(EXERCISE DATA begins)

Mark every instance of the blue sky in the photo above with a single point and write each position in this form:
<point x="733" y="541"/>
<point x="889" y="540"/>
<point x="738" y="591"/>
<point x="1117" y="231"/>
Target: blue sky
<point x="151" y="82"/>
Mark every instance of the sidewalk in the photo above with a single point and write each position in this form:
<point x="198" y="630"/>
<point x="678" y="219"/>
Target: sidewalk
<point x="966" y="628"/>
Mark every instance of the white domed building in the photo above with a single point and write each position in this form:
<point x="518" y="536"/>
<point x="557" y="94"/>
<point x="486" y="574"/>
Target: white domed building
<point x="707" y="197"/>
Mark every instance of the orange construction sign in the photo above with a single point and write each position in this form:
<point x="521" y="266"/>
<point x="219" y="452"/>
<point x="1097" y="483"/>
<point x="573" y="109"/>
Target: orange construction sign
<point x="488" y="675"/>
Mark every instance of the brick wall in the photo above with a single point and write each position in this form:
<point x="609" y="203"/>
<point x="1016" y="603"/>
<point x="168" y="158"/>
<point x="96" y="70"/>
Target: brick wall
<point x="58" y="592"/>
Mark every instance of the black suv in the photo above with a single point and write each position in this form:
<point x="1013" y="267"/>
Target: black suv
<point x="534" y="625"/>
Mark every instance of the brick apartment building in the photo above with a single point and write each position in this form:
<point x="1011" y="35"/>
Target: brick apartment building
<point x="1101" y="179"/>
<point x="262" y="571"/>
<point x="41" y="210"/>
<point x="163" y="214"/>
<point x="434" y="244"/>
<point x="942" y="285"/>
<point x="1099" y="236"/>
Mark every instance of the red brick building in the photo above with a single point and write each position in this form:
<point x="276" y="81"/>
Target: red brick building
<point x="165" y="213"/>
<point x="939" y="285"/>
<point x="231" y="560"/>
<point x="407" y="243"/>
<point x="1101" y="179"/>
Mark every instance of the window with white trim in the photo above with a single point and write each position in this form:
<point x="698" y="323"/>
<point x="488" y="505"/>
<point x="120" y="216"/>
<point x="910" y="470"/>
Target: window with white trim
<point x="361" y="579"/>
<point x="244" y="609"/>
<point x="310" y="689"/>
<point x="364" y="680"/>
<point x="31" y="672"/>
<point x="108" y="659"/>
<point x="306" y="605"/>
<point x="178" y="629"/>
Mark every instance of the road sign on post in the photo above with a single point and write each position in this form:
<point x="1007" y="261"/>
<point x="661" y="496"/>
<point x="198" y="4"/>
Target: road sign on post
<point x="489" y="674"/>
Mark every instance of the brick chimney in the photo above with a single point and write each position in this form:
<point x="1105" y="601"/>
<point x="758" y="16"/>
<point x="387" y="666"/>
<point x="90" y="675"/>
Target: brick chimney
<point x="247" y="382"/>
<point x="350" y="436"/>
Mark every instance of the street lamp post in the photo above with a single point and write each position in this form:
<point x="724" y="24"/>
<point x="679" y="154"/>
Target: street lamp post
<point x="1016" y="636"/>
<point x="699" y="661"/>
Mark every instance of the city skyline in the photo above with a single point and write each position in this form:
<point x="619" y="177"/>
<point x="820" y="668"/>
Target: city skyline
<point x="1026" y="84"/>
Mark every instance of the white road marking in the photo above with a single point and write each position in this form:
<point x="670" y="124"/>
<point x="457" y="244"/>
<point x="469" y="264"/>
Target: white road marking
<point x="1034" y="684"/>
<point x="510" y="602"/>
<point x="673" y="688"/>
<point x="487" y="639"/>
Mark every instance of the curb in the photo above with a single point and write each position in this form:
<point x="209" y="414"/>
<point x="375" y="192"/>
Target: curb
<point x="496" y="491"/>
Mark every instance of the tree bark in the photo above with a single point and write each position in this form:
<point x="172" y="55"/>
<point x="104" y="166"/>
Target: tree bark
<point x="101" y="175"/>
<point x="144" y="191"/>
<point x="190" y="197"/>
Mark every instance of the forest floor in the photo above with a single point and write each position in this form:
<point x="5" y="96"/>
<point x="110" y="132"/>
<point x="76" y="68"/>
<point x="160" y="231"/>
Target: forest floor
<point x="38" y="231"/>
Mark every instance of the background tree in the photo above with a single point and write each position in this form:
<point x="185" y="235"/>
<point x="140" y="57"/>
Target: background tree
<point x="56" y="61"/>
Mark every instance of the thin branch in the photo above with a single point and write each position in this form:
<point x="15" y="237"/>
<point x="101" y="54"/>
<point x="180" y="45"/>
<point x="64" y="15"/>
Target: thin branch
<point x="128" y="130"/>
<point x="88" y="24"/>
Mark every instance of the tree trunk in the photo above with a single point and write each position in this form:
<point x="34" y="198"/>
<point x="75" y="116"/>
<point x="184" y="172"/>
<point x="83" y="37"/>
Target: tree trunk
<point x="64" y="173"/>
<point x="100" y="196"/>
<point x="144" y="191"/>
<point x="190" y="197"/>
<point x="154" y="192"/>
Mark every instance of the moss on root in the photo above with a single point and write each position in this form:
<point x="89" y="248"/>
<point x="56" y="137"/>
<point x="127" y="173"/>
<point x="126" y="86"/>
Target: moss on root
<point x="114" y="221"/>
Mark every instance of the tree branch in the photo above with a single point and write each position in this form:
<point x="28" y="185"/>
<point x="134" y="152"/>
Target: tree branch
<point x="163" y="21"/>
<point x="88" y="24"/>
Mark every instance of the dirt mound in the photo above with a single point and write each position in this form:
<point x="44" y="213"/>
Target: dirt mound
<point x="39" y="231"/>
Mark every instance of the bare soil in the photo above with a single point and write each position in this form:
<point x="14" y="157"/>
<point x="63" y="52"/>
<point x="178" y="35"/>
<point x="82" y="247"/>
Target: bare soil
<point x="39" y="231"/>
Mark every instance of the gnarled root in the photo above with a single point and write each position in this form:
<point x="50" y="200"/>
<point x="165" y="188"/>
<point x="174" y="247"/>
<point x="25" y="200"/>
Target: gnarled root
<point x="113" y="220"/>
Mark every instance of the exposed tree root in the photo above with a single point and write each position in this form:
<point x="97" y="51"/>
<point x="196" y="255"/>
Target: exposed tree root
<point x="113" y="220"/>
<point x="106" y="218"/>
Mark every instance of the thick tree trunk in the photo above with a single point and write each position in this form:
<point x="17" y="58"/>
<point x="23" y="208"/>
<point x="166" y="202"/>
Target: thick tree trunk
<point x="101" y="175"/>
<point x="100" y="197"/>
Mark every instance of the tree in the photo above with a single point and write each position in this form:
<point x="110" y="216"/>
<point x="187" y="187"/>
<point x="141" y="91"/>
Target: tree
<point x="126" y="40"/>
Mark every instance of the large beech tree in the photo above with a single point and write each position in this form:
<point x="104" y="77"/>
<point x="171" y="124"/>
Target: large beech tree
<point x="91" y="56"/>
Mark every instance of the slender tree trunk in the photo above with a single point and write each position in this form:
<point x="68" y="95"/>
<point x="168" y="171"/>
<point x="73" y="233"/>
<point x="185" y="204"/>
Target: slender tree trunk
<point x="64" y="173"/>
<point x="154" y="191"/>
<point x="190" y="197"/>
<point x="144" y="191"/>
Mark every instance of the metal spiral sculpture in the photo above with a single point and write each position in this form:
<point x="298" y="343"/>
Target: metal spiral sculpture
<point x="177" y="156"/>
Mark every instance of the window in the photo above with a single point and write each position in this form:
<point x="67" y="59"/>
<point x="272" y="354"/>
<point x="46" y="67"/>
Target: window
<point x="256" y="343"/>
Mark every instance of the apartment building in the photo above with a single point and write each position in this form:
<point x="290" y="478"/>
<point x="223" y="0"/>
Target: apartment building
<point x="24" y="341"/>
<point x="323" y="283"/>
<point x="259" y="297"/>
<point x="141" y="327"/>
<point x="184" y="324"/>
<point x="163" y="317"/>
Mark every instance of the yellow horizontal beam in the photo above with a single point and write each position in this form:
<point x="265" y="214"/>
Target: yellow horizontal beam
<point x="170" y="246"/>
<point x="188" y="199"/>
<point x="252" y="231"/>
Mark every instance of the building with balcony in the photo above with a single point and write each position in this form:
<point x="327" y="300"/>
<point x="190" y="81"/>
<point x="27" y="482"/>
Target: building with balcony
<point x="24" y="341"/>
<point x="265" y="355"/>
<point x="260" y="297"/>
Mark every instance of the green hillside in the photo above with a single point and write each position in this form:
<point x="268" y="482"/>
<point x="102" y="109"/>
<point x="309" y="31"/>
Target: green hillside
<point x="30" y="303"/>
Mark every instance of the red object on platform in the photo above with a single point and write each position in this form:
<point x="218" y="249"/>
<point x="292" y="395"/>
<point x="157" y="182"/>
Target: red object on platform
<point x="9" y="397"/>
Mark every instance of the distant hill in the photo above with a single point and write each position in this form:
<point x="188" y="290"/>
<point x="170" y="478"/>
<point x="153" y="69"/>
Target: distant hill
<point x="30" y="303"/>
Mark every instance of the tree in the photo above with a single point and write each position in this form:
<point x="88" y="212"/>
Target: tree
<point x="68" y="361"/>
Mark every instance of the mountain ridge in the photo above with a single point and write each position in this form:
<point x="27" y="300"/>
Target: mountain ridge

(EXERCISE DATA ends)

### WHAT YOU ARE ASKED TO DO
Report, for the data above, every line in which the string "ridge" appears.

### ANSWER TO THIS PROBLEM
Mark every instance of the mountain ridge in the photo above with a single point and write each position in this form:
Target: mountain ridge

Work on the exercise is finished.